PROBLEM DETAILS
Scan the records for "below". Show the matching lines.

RECORDED INFORMATION

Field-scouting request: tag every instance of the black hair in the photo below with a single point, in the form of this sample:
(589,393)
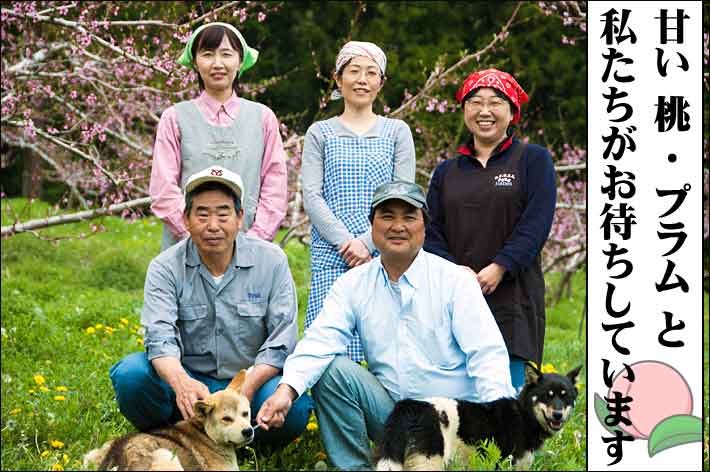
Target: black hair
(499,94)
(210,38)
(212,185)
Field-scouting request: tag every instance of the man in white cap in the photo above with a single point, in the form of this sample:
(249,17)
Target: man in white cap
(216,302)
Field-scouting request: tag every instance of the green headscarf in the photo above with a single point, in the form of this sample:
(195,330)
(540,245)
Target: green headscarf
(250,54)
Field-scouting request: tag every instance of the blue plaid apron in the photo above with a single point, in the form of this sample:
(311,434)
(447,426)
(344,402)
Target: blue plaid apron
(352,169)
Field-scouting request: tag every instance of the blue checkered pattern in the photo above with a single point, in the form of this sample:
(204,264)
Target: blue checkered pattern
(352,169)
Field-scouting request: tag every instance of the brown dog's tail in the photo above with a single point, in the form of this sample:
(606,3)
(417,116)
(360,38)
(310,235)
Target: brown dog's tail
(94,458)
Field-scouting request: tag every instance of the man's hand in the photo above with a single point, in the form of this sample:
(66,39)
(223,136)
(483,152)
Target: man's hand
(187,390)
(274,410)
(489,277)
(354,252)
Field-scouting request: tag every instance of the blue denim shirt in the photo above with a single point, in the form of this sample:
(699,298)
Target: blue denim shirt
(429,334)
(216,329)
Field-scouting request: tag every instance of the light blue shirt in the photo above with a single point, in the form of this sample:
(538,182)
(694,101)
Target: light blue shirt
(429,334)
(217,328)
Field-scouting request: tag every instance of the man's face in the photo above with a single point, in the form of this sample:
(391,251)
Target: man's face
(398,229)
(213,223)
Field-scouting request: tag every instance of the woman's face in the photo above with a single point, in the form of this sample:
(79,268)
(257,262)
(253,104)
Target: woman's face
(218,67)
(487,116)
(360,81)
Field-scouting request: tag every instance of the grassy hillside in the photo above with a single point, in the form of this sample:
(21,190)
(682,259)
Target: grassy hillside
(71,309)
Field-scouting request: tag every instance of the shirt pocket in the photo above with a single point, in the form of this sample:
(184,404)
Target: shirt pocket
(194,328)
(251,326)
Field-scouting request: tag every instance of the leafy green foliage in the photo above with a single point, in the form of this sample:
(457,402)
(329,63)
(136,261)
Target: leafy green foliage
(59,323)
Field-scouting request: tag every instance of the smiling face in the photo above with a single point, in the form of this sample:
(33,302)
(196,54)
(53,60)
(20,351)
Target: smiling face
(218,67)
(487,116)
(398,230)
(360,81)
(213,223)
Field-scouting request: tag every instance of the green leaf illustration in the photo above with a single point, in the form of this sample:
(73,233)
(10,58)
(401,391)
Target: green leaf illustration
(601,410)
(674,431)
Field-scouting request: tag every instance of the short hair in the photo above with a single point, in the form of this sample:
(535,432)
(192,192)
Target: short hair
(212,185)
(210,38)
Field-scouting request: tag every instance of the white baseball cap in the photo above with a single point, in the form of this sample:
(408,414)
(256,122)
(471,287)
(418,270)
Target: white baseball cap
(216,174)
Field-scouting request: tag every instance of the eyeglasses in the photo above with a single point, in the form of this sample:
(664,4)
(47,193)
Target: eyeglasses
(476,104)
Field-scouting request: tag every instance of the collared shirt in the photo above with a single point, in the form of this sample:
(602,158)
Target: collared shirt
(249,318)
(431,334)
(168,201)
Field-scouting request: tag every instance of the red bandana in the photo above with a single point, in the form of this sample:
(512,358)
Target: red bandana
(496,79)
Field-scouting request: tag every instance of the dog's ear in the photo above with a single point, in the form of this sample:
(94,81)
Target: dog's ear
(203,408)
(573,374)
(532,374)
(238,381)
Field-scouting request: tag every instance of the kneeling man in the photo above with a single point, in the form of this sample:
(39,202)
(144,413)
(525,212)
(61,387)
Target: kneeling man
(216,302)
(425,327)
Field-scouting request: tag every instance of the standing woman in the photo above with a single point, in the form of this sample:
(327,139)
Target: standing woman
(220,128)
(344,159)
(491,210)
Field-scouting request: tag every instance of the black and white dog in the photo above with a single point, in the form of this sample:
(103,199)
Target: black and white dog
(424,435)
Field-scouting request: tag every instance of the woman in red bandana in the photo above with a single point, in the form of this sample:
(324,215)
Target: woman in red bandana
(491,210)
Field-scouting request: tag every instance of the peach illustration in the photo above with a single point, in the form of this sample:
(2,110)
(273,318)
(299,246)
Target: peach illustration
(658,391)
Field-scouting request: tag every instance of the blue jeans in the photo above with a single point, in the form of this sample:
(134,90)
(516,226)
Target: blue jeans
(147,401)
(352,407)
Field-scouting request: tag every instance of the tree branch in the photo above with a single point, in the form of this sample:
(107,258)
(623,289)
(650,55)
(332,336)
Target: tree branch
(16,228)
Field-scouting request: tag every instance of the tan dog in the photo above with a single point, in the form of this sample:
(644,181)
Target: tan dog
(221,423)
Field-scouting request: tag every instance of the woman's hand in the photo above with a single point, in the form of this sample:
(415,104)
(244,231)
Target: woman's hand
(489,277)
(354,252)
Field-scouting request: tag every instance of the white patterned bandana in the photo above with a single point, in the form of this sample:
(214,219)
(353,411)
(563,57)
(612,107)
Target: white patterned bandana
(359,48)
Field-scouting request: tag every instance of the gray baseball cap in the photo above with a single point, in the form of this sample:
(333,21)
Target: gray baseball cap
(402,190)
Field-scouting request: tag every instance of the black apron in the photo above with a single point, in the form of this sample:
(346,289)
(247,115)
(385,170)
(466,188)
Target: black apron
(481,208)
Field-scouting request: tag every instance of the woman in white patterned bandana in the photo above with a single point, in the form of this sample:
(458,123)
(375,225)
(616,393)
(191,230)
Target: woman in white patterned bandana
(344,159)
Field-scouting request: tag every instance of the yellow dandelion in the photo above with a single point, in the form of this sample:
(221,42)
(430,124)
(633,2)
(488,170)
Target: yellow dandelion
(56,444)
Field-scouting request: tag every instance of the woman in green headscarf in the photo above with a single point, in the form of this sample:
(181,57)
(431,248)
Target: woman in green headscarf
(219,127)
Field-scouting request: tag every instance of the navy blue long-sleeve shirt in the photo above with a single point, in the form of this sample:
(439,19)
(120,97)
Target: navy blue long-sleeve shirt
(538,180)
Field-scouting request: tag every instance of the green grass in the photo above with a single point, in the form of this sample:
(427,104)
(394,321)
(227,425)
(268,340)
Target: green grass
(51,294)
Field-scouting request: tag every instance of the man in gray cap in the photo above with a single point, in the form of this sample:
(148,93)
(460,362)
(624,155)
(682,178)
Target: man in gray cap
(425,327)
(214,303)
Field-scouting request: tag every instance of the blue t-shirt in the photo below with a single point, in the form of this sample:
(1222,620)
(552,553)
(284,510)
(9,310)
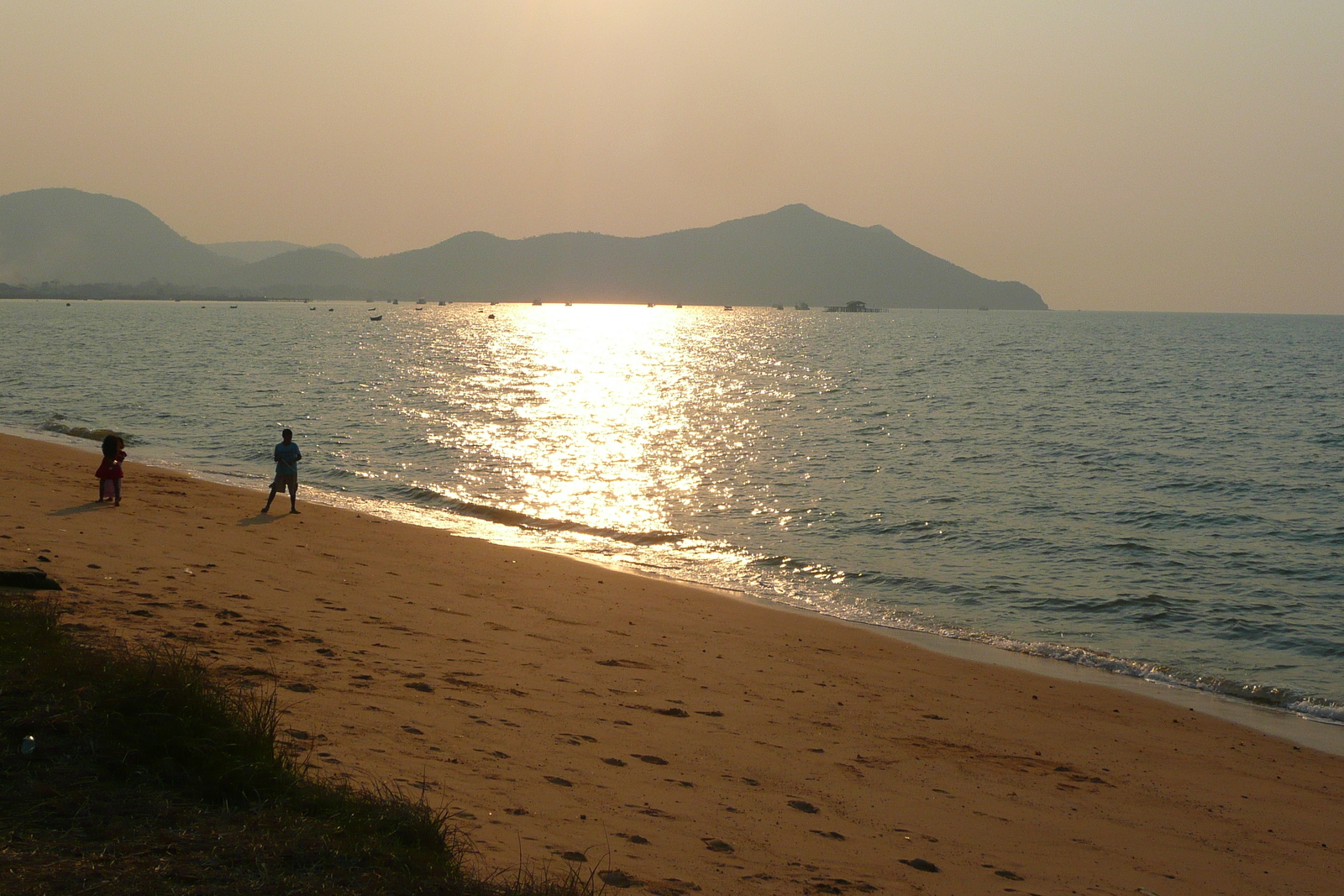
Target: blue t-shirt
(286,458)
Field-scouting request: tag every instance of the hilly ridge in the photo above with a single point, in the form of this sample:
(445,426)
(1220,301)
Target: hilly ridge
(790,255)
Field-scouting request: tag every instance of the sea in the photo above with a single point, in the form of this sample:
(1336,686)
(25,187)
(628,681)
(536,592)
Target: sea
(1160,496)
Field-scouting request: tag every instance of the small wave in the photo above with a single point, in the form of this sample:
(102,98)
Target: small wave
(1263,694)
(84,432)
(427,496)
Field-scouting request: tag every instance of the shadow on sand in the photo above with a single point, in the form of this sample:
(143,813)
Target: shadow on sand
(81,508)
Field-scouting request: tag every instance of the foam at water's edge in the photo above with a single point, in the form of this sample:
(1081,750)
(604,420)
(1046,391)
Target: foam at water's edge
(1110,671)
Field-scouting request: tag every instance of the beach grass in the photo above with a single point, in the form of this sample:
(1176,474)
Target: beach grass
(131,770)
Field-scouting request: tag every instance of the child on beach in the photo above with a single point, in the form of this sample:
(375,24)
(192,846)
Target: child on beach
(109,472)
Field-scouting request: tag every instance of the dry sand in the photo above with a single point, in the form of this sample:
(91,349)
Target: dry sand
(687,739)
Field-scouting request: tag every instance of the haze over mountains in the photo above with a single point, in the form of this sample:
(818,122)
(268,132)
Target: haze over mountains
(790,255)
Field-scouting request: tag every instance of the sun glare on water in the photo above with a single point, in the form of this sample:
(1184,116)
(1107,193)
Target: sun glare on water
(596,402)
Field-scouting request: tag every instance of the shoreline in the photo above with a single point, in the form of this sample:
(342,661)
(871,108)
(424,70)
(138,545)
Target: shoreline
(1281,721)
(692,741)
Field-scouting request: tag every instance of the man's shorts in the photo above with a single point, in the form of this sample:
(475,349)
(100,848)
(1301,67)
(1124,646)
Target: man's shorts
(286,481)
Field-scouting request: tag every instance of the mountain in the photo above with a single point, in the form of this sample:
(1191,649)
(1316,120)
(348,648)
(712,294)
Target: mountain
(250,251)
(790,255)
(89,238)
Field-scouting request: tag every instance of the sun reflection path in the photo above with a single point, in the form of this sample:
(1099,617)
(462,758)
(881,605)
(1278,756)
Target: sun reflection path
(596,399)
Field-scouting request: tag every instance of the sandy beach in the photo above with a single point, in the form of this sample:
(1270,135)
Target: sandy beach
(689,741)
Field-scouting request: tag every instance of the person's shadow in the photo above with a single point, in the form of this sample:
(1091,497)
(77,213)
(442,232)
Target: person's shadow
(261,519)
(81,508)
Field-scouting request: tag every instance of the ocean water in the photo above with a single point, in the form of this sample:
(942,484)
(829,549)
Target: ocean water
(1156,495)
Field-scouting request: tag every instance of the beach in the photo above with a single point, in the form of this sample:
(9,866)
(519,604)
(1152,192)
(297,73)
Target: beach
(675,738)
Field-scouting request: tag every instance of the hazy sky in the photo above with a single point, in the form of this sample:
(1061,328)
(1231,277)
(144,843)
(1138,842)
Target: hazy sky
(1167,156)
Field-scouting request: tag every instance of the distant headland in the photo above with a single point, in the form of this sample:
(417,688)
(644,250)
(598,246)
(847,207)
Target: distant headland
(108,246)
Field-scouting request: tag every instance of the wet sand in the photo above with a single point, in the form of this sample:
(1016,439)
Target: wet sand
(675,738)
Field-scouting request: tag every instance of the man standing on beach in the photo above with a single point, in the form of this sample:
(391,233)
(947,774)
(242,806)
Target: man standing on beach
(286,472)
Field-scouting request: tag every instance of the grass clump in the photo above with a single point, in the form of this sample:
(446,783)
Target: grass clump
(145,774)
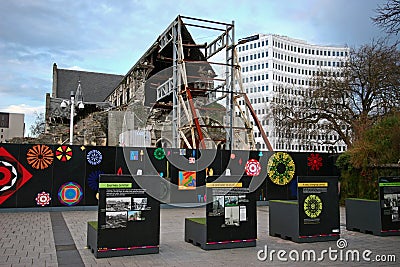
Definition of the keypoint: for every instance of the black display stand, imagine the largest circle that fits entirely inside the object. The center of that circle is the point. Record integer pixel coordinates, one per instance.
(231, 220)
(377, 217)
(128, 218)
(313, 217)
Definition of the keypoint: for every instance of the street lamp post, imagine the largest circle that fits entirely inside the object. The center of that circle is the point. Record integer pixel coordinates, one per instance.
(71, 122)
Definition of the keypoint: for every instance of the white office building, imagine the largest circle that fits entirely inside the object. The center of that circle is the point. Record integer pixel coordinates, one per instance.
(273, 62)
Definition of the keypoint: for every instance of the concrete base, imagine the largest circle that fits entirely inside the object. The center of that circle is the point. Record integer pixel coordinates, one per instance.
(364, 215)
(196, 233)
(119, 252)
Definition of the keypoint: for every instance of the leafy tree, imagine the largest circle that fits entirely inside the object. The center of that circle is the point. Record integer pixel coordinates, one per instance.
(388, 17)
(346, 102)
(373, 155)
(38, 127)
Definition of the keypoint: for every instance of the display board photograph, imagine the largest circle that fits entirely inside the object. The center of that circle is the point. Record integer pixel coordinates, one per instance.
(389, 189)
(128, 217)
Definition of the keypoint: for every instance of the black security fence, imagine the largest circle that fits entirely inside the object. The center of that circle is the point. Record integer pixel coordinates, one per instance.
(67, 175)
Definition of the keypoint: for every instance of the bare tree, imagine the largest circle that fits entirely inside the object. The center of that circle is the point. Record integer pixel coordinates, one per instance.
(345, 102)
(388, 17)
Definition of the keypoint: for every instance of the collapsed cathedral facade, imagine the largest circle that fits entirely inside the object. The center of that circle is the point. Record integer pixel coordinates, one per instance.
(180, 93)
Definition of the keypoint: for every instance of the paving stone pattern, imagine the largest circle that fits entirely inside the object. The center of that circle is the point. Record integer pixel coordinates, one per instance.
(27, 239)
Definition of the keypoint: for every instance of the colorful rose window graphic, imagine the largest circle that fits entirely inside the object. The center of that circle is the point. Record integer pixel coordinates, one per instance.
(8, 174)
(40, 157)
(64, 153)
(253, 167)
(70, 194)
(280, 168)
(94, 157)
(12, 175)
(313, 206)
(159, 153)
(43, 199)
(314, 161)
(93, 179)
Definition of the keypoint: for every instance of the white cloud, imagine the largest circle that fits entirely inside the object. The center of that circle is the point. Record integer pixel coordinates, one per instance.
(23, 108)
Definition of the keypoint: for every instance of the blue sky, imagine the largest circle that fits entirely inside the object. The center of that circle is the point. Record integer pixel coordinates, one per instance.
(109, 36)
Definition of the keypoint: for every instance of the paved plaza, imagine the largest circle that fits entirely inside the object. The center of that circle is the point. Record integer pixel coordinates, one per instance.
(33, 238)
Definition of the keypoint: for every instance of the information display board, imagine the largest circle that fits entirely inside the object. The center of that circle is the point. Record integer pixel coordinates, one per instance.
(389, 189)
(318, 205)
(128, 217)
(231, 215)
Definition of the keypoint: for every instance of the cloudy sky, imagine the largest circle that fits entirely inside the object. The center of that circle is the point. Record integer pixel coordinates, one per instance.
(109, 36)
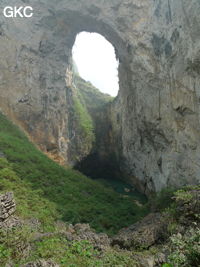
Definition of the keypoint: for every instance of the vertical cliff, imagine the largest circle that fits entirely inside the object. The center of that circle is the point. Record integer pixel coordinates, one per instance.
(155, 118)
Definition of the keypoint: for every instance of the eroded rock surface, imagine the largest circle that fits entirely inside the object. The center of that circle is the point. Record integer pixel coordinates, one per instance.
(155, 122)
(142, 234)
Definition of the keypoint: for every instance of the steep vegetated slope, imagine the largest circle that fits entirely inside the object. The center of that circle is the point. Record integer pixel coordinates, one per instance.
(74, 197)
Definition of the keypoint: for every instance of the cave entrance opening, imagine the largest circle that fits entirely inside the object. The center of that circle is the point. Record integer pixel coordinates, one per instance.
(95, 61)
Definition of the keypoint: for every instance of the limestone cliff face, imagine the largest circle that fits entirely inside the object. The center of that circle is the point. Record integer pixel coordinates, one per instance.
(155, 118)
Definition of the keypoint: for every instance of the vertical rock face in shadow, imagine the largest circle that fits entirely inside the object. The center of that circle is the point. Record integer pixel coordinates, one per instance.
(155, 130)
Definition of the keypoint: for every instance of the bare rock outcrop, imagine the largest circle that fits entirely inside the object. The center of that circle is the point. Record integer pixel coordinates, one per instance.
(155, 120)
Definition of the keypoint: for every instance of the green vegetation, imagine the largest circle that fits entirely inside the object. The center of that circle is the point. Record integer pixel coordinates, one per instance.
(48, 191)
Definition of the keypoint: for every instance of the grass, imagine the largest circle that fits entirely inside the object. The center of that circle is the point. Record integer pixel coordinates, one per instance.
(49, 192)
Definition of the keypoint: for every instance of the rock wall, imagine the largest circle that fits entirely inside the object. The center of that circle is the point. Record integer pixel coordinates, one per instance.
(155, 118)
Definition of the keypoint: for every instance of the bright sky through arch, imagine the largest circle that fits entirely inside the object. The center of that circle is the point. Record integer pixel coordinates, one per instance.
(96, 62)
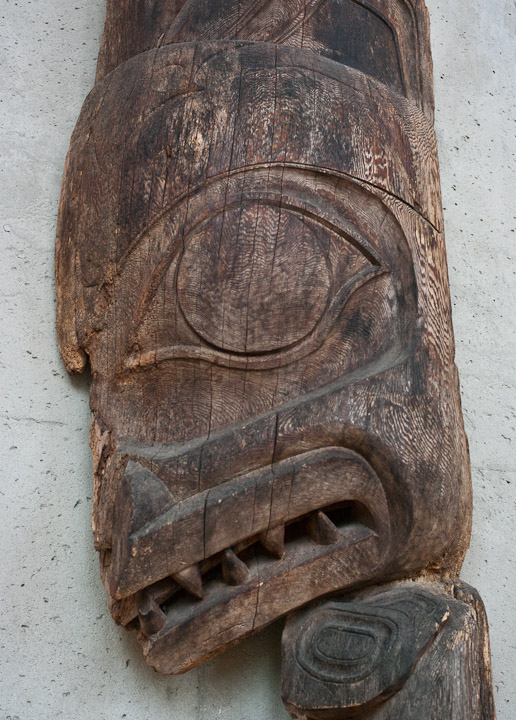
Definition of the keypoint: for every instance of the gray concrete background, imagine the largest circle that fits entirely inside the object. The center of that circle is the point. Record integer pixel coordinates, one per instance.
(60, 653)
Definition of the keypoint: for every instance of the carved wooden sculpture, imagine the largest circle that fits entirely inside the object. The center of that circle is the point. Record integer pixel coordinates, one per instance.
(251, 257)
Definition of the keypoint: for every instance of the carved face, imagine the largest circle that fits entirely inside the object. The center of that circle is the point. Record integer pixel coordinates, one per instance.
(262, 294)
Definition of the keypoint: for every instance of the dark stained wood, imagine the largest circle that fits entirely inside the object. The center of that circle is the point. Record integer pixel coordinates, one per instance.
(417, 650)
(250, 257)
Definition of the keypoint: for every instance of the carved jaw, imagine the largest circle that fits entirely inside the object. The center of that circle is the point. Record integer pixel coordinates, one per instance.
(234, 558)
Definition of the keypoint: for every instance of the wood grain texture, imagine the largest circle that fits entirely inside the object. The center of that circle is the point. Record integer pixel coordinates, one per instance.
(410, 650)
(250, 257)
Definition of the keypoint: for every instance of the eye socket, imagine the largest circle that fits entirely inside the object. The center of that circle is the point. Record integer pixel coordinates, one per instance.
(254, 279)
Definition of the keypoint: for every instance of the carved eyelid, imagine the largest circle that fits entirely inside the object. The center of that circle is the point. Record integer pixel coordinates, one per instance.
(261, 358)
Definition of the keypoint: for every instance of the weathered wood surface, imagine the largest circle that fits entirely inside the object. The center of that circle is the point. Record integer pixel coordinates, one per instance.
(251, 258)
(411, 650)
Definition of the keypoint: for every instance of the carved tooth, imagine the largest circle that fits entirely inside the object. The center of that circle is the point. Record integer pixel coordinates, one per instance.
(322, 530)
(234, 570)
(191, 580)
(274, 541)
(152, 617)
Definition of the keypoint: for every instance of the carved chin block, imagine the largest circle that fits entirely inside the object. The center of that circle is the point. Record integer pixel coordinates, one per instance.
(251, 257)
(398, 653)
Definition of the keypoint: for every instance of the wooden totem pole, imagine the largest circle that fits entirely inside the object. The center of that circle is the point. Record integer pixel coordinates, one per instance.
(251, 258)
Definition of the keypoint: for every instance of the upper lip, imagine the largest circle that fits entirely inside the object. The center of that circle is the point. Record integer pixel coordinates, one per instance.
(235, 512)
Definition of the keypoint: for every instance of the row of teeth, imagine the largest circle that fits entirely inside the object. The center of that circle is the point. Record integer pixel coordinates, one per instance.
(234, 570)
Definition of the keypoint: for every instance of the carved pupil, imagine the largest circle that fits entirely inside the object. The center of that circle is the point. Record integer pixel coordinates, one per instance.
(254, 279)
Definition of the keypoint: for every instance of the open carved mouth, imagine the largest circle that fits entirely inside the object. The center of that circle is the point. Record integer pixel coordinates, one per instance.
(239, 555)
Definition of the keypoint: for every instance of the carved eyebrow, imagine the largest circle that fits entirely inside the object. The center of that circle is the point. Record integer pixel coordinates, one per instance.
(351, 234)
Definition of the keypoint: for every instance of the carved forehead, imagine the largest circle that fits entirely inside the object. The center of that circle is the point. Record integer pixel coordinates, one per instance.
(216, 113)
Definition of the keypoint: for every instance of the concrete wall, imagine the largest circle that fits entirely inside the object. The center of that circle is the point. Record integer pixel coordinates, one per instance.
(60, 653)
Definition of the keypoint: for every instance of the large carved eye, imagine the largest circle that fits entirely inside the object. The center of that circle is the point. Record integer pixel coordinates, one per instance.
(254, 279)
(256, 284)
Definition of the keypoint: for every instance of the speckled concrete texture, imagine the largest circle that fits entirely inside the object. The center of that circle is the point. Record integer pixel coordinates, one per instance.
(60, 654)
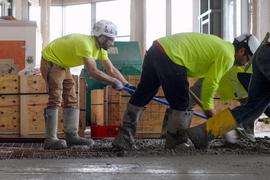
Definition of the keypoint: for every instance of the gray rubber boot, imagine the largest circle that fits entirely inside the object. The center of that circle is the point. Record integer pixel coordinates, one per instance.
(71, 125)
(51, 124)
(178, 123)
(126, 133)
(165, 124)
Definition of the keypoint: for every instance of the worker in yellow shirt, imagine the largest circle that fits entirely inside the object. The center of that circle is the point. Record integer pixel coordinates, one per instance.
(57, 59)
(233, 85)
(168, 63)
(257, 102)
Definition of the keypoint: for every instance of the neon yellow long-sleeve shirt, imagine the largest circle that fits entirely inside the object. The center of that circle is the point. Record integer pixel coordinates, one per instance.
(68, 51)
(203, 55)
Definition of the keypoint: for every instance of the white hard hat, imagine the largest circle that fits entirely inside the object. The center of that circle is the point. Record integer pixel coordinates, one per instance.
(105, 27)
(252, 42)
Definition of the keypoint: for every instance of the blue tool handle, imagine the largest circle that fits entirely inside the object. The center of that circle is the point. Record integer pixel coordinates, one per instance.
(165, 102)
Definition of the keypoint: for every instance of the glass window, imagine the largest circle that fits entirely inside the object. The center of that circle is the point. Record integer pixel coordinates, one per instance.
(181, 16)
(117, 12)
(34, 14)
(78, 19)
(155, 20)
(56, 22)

WRITTEN SOLUTION
Field-scouting request: tag every instance of the black hair in the photo below with a single point, in the form of this sample:
Field-scouting request: tag every instance of the blue t-shirt in the photo below with a single point, in the form of this sample:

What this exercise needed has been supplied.